» **DOCUMENT PASSAGE**
>>>
What is Investment?
An investment is a market-linked instrument where you invest your money with the intention of it growing over time. Some of the best ways to invest money in India include stocks, bonds, Unit-Linked Insurance Plans (ULIPs), mutual funds and more.
Why should you invest?
Working as a salaried employee, a business person or a professional helps you earn an income to lead a comfortable life. And after taking care of all your immediate needs, you are most likely left with some disposable income too. What do you do with this disposable income? Do you splurge on some luxuries? Do you hold it as cash or leave it in your bank? Or do you deploy it suitably to earn you a decent return? This is where the question ‘how to invest money’ comes in.
Investing your money is as important as earning an income. Prudent investments help secure your life financially by achieving your financial goals for the present and the future. Investing helps you to generate a parallel stream of income, create more wealth, and earn returns to beat inflation. It ensures that you lead a comfortable life even after retirement when your regular income stops.
Benefits of investing
Below are some benefits of investing your money:
Goal-driven planning
Investing provides a strategic approach to achieving specific financial goals that might seem out of reach otherwise. For example, saving ₹ 1 crore for retirement can appear overwhelming, but investing systematically can help you reach this milestone over time.
Wealth creation
One of the primary benefits of investing is the potential for wealth creation. Investing allows your money to grow through profits. This increases its value over time. As your investments appreciate, your net worth rises, contributing to your overall financial security.
Protection against inflation
Inflation gradually increases the costs of goods and services and reduces your purchasing power. Without investment, your money’s value may diminish over time. Investing helps counteract the effect of rising prices by growing your money at a rate that can outpace inflation.
Consistent income
Many investment options provide steady and reliable returns, such as dividends, interest payments and rental income. These help you create a consistent source of income, which can be used to meet daily expenses or to support your future financial goals.
What are the types of investments in India?
<<<
» **WHAT THIS EXERCISE ASKS**
- A) In the investment text, reproduce everything from "Protection against inflation" down to "investments in India?", substituting "buying power" for "purchasing power".
- B) Condense the paragraph of the investment text beginning "Investing your money is as important as earning an income" into a bulleted list that retains its main facts.
- C) Answer these questions using the investment text:
(i) Which ways to invest money in India are named in the opening definition?
(ii) What retirement savings amount is used as an example of a goal that can seem overwhelming?
(iii) Which three kinds of steady returns are listed under consistent income?

Stored records:
>>>
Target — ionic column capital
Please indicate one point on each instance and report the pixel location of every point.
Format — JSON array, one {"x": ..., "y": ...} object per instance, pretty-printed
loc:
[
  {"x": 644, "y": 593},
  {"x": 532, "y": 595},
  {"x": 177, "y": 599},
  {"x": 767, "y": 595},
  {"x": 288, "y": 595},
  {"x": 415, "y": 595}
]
<<<
» **RESULTS FOR THE EXERCISE**
- A)
Protection against inflation
Inflation gradually increases the costs of goods and services and reduces your buying power. Without investment, your money’s value may diminish over time. Investing helps counteract the effect of rising prices by growing your money at a rate that can outpace inflation.
Consistent income
Many investment options provide steady and reliable returns, such as dividends, interest payments and rental income. These help you create a consistent source of income, which can be used to meet daily expenses or to support your future financial goals.
What are the types of investments in India?

- B)
- Investing is as important as earning an income.
- Prudent investments secure your finances by meeting present and future goals.
- Investing generates a parallel income stream, creates more wealth and earns returns that beat inflation.
- It keeps your life comfortable after retirement, when your regular income stops.

- C)
(i) Stocks, bonds, Unit-Linked Insurance Plans (ULIPs) and mutual funds.
(ii) ₹ 1 crore.
(iii) Dividends, interest payments and rental income.